*PASSAGE SHOWN*:
Multidimensional function maximizations such as the direction-set, conjugate gradient, or simplex methods can be used, given a measure of transform-domain similarity such as the cross-correlation. Many parallel processing methods have also been described in the literature. Of particular interest in linear-frequency-axis methods are algorithms which can be used to search over ranges of shifts in both frequency and time simultaneously: with multiprocessor, multiple-issue, and single-instruction multiple-data (SIMD) architectures becoming more prevalent in the microprocessor industry, parallel search algorithms become more cost-effective to implement.

According to the methods of the present invention, main-output transform-domain signal representations are formed based on one or more match-output transform-domain sections. It should be appreciated that various processing actions can be inserted between the formation of a match-output representation and the formation of a main-output representation, without departing from the spirit and scope of the invention. For example, a filtering operation may be integrated for added effect, an externally supplied signal may be mixed into the output, resampling for the purpose of pitch scaling may be inserted, etc. In the described embodiment, cascaded search operations have been inserted; In a particularly simple embodiment of the present invention, only one of the three described matching processes would be used. Processing actions can likewise be inserted prior to the definition of candidate input sections, or prior to the definition of a reference transform-domain section.

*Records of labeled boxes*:
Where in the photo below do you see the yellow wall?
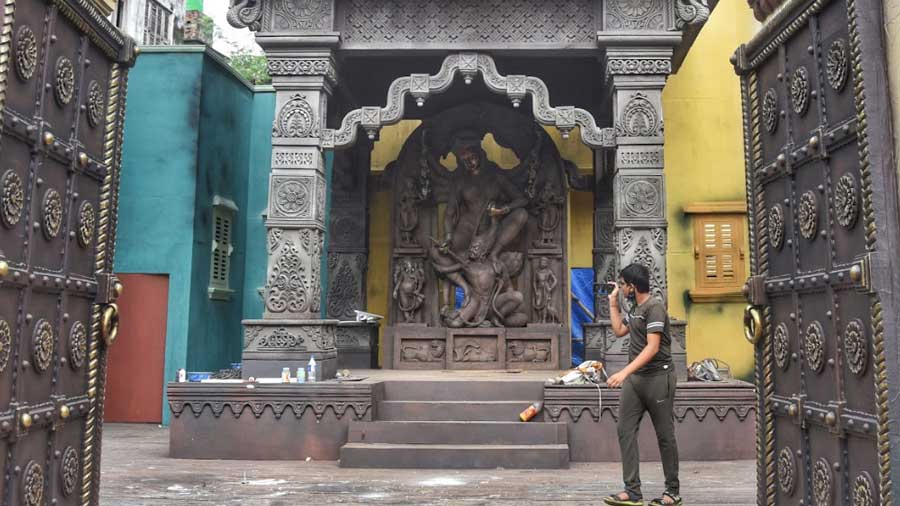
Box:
[663,2,759,377]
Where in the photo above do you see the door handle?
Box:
[744,306,763,345]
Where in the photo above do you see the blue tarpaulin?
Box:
[456,268,594,365]
[572,268,594,365]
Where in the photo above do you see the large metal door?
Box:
[735,0,897,506]
[0,0,134,506]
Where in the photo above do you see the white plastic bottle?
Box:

*TASKS*:
(1) Echo the passage on transform-domain signal matching, starting at "Multidimensional function maximizations" and ending at "cost-effective to implement.".
(2) Report every line of the records that contains the word "above". Case counts.

*ANSWERS TO THE TASKS*:
(1)
Multidimensional function maximizations such as the direction-set, conjugate gradient, or simplex methods can be used, given a measure of transform-domain similarity such as the cross-correlation. Many parallel processing methods have also been described in the literature. Of particular interest in linear-frequency-axis methods are algorithms which can be used to search over ranges of shifts in both frequency and time simultaneously: with multiprocessor, multiple-issue, and single-instruction multiple-data (SIMD) architectures becoming more prevalent in the microprocessor industry, parallel search algorithms become more cost-effective to implement.

(2)
Where in the photo above do you see the door handle?
Where in the photo above do you see the blue tarpaulin?
Where in the photo above do you see the large metal door?
Where in the photo above do you see the white plastic bottle?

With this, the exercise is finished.